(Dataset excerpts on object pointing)
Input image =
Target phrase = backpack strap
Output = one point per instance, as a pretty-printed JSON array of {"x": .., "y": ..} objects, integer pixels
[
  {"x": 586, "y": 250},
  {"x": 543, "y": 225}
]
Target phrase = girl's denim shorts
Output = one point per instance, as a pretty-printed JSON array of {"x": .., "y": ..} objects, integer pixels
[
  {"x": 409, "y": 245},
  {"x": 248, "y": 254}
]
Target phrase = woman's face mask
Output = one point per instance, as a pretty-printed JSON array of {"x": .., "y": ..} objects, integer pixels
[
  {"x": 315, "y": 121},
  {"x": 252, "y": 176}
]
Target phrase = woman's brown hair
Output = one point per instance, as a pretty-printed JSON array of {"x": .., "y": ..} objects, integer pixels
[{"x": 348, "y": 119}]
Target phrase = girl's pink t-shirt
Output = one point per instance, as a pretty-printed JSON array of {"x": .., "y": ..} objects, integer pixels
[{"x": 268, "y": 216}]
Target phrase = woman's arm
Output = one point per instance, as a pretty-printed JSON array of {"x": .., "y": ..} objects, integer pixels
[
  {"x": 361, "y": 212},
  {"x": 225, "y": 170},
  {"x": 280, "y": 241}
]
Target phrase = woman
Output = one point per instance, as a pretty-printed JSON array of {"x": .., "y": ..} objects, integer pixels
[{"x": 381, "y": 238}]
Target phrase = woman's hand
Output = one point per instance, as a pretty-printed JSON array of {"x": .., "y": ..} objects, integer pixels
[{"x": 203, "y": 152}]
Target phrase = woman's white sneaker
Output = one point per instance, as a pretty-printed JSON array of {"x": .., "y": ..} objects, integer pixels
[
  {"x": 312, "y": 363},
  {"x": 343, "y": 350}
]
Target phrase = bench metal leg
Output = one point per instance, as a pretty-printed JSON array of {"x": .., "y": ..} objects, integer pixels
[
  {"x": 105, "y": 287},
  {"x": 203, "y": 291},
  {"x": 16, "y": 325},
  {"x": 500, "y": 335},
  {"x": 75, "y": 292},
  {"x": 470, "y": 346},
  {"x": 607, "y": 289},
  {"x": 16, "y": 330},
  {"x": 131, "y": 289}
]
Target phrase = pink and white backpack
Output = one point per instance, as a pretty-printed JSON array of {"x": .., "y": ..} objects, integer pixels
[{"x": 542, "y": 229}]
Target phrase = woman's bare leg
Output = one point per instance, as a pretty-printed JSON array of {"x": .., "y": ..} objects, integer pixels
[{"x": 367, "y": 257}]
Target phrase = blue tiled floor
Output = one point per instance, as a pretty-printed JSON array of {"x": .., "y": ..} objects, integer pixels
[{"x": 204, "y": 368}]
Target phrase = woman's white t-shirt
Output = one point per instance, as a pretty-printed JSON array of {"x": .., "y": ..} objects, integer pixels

» **DESCRIPTION OF THE TASK**: Please write out these records again exactly as they appear, every line included.

» **RESULT OF THE EXERCISE**:
Input image =
Target phrase = backpack strap
Output = one point per instance, as a pretty-printed JSON array of {"x": .., "y": ..} objects, integer pixels
[
  {"x": 586, "y": 250},
  {"x": 543, "y": 225}
]
Target phrase = girl's denim shorts
Output = one point per instance, as a pretty-printed JSON array of {"x": .., "y": ..} objects, integer pixels
[
  {"x": 409, "y": 245},
  {"x": 248, "y": 254}
]
Target phrase = woman's face mask
Output = one point per instance, as a pretty-printed JSON array of {"x": .., "y": ..} objects, integer pixels
[
  {"x": 315, "y": 121},
  {"x": 252, "y": 176}
]
Target phrase = woman's brown hair
Output = one point per instance, as a pretty-printed JSON array of {"x": .., "y": ..} objects, integer pixels
[{"x": 348, "y": 119}]
Target phrase = girl's pink t-shirt
Output = one point per instance, as a pretty-printed JSON array of {"x": .., "y": ..} objects, integer pixels
[{"x": 268, "y": 216}]
Target phrase = woman's arm
Output = one point per instance, as a pretty-printed JSON array of {"x": .., "y": ..} objects, integer pixels
[
  {"x": 361, "y": 212},
  {"x": 225, "y": 170},
  {"x": 280, "y": 241}
]
Target phrase = woman
Output = one point per instance, as a pretty-printed JSON array of {"x": .., "y": ..} objects, integer pixels
[{"x": 381, "y": 238}]
Target phrase = woman's hand
Output = one point per instance, as a pretty-printed JSON array of {"x": .., "y": ..} objects, integer pixels
[{"x": 203, "y": 152}]
Target phrase = woman's white sneaker
Output = one point per instance, as a pretty-printed JSON array of {"x": .., "y": ..} objects, integer pixels
[
  {"x": 312, "y": 363},
  {"x": 343, "y": 350}
]
Target phrase = bench metal leg
Output = one point per instance, as a pretty-printed JSON array of {"x": .., "y": ..} objects, integer pixels
[
  {"x": 105, "y": 287},
  {"x": 203, "y": 291},
  {"x": 16, "y": 325},
  {"x": 500, "y": 335},
  {"x": 75, "y": 292},
  {"x": 470, "y": 346},
  {"x": 607, "y": 289},
  {"x": 16, "y": 330},
  {"x": 131, "y": 289}
]
Target phrase = pink and white backpack
Output = one point per instance, as a pretty-printed JSON array of {"x": .., "y": ..} objects, integer pixels
[{"x": 542, "y": 229}]
Target phrase = woman's bare leg
Output = one point per instance, as a pretty-printed JSON array of {"x": .., "y": ..} objects, integer pixels
[{"x": 367, "y": 257}]
Target phrase = blue tiled floor
Output = one point per instance, as a pretty-printed JSON array of {"x": .., "y": ..} objects, integer pixels
[{"x": 204, "y": 368}]
Target phrase = woman's white t-shirt
Output = one point per instance, as a pretty-printed JSON array of {"x": .., "y": ..} objects, integer pixels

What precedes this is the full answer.